Directive
Copy the records below line for line, leaving every character unchanged.

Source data
● ● ● ● ●
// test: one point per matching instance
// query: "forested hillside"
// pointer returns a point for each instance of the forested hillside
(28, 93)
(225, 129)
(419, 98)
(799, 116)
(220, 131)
● ● ● ● ●
Task output
// test: one point per matching instance
// query: "forested hillside"
// pointer returns a point for each instance of the forested hillside
(28, 93)
(225, 129)
(419, 98)
(799, 116)
(220, 131)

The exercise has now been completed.